##### Vorgegebener Text
Unterwegs als Duo mit Bruder Frank

Auch sein vier Jahre älterer Bruder Frank frönte einst der schönsten Nebensache der Welt. „In Rammenau haben wir zusammen gespielt. Der Platz dort war berüchtigt für seine Schräglage. Mein Bruder spielte damals Libero und drosch die Bälle weit nach vorn – und ich habe sie reingehauen.“ Auch nach seiner Rückkehr aus Dresden und dem Aufstieg aus der Bezirksliga in die zweithöchste Spielklasse der DDR (1975/76) durfte Jörg Bär seiner Offensivfreude in Bischofswerda frönen, schoss zwischen 1976 und 1980 in der DDR-Liga immerhin 20 Tore.

Während seiner Armeezeit spielte er in Kamenz, kehrte aber im November 1981 zu Fortschritt zurück. Horst Rau, der 1983 zum ersten Mal als Trainer der Schiebocker unterschrieb, beförderte ihn schließlich zum Spielführer. Die Kapitänsbinde gab Jörg Bär bis zum Ende seiner Spielerlaufbahn nicht mehr ab. An seiner Seite war auch damals schon Ehefrau Ute, mit der er seit 37 Jahren verheiratet ist. Drei Jahre nachdem Horst Rau – heute 67 – als Trainer in Bischofswerda angefangen hatte, gelang der sensationelle Aufstieg in die DDR-Oberliga. Auch Jörg Bär war auf dem Höhepunkt seiner Leistungskraft. Sein ehemaliger Trainer blickt zurück: „Jörg war der ideale Kapitän. Er war ein guter und zuverlässiger Spieler, schon in jungen Jahren sehr anerkannt in der Stadt, durchaus eine Persönlichkeit und ein Vorbild für die Nachwuchsfußballer.“

Am 16. August 1986 führte Jörg Bär seine Mannschaft erstmals in einem DDR-Oberligaspiel auf den Rasen. Zu Gast waren die Dynamos. „Ein paar Wochen zuvor hatten wir in Dresden gegen die zweite Mannschaft den Aufstieg perfekt gemacht, nun liefen neben uns Reinhard Häfner, Jörg Stübner, Ralf Minge oder Matthias Sammer ins Stadion. Es war ein tolles Gefühl“, erinnert sich Bär. Die Stadt war wie leer gefegt. Kein Wunder, denn fast 10 000 Zuschauer drängten sich auf den Traversen. Am Ende stand es 0:0, auch weil Bär eine erstklassige Liberopartie ablieferte.
##########
##### Erfasste Daten
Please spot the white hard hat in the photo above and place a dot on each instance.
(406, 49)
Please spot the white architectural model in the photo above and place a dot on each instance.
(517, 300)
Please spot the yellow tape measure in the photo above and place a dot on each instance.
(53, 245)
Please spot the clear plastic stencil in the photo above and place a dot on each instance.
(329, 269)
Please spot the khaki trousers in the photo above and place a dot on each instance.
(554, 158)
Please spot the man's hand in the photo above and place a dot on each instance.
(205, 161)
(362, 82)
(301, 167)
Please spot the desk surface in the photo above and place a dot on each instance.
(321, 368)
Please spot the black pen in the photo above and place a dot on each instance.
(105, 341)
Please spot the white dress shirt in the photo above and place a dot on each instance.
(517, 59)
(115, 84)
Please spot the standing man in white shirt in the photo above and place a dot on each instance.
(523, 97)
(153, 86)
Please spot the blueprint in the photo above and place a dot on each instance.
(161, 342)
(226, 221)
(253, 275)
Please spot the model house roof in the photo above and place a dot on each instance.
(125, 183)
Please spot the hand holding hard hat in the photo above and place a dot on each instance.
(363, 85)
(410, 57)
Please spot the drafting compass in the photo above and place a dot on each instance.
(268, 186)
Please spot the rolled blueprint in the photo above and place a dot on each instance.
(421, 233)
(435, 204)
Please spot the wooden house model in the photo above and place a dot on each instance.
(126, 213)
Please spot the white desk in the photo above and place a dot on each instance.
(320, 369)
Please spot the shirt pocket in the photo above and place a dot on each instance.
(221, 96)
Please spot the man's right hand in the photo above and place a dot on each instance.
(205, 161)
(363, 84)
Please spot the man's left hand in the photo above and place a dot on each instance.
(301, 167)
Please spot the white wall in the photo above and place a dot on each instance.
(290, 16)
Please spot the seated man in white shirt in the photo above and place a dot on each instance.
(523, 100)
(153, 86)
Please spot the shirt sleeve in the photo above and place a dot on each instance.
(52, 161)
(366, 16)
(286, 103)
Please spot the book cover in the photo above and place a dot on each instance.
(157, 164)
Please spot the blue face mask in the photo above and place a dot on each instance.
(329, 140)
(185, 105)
##########
Aufgabe >> Ersetze im Text über Jörg Bär „Zuschauer“ durch „Fans“ und gib dabei den Abschnitt zwischen „Am 16. August“ und „erstklassige Liberopartie ablieferte.“ einschließlich wieder. Die Liste wird hier nicht gebraucht.

Schriftliche Antwort >>
Am 16. August 1986 führte Jörg Bär seine Mannschaft erstmals in einem DDR-Oberligaspiel auf den Rasen. Zu Gast waren die Dynamos. „Ein paar Wochen zuvor hatten wir in Dresden gegen die zweite Mannschaft den Aufstieg perfekt gemacht, nun liefen neben uns Reinhard Häfner, Jörg Stübner, Ralf Minge oder Matthias Sammer ins Stadion. Es war ein tolles Gefühl“, erinnert sich Bär. Die Stadt war wie leer gefegt. Kein Wunder, denn fast 10 000 Fans drängten sich auf den Traversen. Am Ende stand es 0:0, auch weil Bär eine erstklassige Liberopartie ablieferte.